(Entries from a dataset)
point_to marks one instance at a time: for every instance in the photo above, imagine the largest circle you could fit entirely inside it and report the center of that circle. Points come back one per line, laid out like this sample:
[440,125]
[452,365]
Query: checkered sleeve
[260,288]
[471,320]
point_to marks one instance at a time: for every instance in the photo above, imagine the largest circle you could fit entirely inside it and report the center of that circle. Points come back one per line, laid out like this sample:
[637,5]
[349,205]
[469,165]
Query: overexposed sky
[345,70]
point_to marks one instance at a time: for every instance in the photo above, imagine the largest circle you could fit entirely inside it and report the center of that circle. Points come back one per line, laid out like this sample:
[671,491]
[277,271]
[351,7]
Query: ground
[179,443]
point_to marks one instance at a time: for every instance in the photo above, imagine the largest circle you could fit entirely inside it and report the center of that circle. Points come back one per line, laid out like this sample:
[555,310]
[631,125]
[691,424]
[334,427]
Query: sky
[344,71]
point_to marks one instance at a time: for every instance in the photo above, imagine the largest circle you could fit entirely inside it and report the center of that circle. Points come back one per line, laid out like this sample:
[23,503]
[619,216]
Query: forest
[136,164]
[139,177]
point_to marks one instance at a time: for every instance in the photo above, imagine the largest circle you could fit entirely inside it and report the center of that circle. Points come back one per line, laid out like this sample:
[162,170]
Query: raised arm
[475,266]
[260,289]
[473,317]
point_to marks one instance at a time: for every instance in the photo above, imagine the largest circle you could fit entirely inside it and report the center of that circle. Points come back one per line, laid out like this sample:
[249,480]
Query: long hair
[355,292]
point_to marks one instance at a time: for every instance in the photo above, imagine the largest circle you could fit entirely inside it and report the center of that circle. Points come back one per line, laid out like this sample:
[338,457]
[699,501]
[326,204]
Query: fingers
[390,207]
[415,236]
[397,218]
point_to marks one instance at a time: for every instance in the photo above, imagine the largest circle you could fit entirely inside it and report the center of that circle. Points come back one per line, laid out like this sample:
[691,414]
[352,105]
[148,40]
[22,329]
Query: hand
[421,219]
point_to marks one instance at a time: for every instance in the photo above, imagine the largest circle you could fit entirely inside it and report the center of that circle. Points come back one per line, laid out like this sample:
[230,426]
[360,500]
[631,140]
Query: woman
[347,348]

What needs to be done
Count the lines in the entries above that contain the string "Query", and reply with the number alone.

Response below
10